[Dataset entries]

········

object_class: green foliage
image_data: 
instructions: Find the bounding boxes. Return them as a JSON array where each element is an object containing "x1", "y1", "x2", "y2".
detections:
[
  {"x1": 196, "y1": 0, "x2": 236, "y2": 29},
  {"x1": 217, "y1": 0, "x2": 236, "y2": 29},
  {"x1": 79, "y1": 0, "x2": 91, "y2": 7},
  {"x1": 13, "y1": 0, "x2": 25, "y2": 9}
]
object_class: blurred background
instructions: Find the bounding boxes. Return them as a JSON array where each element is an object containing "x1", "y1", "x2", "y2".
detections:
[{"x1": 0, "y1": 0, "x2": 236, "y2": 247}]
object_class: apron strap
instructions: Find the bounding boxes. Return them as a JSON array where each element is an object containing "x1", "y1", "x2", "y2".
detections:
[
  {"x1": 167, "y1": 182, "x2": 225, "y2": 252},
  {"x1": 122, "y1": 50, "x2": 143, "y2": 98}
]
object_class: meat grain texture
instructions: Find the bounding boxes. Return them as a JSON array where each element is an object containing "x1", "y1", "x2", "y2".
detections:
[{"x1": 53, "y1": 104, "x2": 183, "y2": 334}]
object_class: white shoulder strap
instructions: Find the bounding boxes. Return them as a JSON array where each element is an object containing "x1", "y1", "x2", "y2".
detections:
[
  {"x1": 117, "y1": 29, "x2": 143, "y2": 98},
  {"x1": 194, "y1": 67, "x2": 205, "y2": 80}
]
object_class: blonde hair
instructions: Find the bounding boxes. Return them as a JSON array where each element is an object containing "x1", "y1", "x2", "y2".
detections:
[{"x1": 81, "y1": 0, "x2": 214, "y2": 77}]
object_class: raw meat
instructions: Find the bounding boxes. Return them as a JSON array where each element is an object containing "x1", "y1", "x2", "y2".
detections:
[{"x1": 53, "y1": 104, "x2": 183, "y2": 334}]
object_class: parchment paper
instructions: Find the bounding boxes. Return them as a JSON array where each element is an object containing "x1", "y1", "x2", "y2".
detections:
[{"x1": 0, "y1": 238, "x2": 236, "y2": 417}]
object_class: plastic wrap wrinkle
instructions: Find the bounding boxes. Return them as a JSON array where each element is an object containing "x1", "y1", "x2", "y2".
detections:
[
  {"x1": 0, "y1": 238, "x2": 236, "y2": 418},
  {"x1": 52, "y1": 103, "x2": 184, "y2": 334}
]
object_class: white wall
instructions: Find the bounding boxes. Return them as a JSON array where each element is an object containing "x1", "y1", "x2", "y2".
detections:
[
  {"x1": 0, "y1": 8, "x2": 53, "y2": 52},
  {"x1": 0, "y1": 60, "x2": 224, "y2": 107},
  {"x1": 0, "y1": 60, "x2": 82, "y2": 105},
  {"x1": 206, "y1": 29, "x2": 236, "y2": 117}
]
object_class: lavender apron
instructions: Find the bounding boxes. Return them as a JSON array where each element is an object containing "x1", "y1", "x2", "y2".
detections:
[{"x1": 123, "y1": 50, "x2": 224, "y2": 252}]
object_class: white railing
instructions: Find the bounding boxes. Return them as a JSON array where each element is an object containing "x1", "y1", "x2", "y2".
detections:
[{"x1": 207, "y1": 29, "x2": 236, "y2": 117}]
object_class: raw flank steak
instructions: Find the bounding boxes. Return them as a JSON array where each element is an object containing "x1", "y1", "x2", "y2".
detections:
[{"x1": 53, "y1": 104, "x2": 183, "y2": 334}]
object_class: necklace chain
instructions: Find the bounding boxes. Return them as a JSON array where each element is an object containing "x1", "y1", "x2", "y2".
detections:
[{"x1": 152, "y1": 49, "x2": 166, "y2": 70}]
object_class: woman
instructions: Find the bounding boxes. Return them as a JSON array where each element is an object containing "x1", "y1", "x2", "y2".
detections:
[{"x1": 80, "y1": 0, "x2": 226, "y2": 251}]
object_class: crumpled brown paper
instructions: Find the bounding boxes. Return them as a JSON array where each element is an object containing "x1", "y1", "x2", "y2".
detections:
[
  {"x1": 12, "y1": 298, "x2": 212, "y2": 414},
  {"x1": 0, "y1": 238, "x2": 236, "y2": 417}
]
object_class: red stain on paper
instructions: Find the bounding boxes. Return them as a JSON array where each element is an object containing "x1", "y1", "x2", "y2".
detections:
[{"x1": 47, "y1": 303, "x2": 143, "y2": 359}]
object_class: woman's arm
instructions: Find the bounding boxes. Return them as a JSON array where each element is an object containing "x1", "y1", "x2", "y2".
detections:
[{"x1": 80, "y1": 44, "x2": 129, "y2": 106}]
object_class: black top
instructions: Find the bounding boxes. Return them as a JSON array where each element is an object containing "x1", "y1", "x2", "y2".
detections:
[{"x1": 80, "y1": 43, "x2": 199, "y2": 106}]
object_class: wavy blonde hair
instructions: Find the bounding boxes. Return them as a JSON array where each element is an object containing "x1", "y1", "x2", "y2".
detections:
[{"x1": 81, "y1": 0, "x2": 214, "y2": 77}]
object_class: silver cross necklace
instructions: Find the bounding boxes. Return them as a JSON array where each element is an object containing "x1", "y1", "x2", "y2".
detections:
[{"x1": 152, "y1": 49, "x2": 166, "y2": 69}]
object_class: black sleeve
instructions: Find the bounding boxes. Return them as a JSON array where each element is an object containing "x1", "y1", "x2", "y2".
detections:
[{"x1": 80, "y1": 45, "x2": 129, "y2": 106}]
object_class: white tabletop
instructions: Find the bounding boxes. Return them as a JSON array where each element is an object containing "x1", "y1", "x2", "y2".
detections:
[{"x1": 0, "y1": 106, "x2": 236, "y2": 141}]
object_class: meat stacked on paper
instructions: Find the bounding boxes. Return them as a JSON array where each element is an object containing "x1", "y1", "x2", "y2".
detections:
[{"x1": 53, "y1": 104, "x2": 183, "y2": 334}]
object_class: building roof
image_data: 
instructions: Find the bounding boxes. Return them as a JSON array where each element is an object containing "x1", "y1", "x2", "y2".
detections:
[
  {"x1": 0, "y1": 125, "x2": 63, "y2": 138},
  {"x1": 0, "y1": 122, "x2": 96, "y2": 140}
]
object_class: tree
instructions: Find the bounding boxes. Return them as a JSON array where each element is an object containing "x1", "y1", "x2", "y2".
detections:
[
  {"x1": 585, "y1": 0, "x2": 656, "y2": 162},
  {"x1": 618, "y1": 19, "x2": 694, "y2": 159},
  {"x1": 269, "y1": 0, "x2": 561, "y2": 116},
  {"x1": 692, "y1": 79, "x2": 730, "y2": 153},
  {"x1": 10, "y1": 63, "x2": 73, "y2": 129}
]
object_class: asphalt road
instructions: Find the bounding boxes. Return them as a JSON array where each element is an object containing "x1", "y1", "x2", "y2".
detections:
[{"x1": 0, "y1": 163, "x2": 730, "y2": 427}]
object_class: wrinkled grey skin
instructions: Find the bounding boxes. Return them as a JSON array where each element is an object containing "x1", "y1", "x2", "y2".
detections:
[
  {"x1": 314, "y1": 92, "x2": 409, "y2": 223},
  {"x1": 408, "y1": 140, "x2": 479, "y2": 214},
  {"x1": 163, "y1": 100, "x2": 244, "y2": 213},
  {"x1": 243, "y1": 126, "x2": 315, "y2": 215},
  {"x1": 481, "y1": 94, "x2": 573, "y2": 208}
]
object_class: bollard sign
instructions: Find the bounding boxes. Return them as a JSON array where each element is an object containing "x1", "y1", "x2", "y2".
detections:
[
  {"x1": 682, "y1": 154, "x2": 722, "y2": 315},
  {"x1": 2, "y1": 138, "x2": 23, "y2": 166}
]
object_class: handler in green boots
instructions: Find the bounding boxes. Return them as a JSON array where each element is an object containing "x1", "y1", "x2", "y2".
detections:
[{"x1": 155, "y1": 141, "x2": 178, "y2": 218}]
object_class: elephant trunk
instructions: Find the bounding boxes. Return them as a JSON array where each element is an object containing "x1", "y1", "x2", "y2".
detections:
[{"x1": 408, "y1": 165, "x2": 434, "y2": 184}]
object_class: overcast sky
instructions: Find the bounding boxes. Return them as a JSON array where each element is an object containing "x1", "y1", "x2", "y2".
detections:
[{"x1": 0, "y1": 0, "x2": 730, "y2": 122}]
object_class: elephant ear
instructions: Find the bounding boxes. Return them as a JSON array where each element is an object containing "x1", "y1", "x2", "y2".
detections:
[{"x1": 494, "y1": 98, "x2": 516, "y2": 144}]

········

EXERCISE DIRECTIONS ::
Exactly as written, give again every line from the one containing "object_class: handler in green boots" through the last line of the material above, and no other lines.

FINISHED TASK ::
object_class: handler in green boots
instructions: Find the bounding boxes. Return them as a JSON array where each element is an object containing "x1", "y1", "x2", "y2".
detections:
[{"x1": 155, "y1": 141, "x2": 178, "y2": 218}]
object_class: elephant trunk
instructions: Find the bounding boxes. Return them as a JSON array where each element is an object containing "x1", "y1", "x2", "y2".
detections:
[{"x1": 408, "y1": 165, "x2": 434, "y2": 184}]
object_class: overcast sky
instructions: Find the bounding boxes. Return them as a JSON array where each element is an object containing "x1", "y1", "x2", "y2".
detections:
[{"x1": 0, "y1": 0, "x2": 730, "y2": 122}]
object_class: elephant ear
instructions: Find the bounding boxes. Return them as a JSON array where each element is an object containing "x1", "y1", "x2", "y2".
detections:
[{"x1": 494, "y1": 98, "x2": 516, "y2": 144}]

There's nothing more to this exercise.